If a line comes after the one containing "subject: <item>terracotta flowerpot</item>", leave it out; copy every line before it, and that line too, exactly as written, starting from the first line of the entries.

-- Source material --
BEGIN

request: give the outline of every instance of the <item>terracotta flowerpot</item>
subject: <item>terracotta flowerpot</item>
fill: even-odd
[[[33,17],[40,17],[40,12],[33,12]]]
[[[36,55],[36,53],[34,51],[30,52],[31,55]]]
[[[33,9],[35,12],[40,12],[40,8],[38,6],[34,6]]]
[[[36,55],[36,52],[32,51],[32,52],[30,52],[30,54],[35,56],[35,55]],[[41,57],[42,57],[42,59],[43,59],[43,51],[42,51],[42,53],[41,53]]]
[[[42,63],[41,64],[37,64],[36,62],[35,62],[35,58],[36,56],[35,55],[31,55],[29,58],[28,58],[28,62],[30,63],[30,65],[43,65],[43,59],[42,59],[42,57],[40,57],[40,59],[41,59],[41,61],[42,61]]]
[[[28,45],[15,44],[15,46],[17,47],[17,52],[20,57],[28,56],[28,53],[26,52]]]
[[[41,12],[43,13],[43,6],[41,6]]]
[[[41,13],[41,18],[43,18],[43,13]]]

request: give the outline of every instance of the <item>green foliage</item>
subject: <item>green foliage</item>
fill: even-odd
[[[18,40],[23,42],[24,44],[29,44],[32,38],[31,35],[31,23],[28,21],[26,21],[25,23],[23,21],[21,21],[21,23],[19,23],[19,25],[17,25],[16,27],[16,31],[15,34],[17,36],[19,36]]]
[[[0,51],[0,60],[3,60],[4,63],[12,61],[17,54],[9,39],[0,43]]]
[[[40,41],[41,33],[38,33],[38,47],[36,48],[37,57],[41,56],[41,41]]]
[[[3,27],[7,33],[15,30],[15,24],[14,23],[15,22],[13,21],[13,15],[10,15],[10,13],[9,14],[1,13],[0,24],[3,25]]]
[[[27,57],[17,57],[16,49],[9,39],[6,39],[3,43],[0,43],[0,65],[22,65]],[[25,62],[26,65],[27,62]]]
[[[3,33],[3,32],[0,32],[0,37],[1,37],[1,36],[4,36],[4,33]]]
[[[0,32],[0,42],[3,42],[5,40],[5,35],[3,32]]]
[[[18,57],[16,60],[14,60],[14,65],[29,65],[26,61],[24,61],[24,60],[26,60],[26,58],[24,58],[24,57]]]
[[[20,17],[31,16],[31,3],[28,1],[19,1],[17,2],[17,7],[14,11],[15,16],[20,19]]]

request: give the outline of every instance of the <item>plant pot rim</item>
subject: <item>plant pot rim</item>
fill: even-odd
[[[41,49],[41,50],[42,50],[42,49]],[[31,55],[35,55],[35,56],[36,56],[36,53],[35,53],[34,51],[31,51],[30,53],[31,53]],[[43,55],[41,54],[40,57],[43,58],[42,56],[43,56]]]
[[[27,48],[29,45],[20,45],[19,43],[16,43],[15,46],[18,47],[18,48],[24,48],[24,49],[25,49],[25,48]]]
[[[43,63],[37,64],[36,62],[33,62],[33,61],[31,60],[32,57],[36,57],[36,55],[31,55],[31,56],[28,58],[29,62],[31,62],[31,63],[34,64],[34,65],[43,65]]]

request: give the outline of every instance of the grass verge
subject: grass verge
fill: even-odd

END

-- Answer for this exercise --
request: give the outline of every instance of the <item>terracotta flowerpot</item>
subject: <item>terracotta flowerpot</item>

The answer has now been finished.